Extracted listing

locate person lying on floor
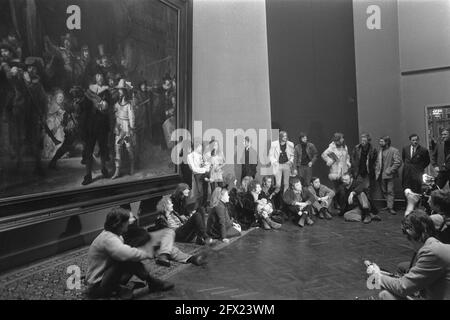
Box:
[207,187,241,242]
[85,208,174,299]
[336,173,380,223]
[147,195,212,245]
[367,210,450,300]
[283,177,315,228]
[308,177,334,220]
[123,210,207,267]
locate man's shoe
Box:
[81,174,92,186]
[156,254,170,267]
[363,215,372,224]
[187,253,208,266]
[298,215,305,228]
[117,286,133,300]
[261,219,271,230]
[102,168,109,178]
[370,213,381,221]
[147,277,175,292]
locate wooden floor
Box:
[141,212,413,300]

> **EXERCISE DIRECTIONS**:
Could you reproduce the listing above without changes, starting with its first line and going on through the line with "[147,277,175,292]", both included? Leave the pictures out of your answer.

> **FINISHED ANSWER**:
locate person lying on floor
Box:
[207,187,241,242]
[85,208,174,299]
[336,173,380,223]
[147,195,212,245]
[367,210,450,300]
[283,177,315,228]
[308,177,334,220]
[123,210,207,267]
locate man's shoe
Box:
[81,174,92,186]
[156,254,170,267]
[363,215,372,224]
[187,253,208,266]
[298,215,305,228]
[117,286,133,300]
[261,219,271,230]
[102,168,109,178]
[370,213,381,221]
[147,277,175,292]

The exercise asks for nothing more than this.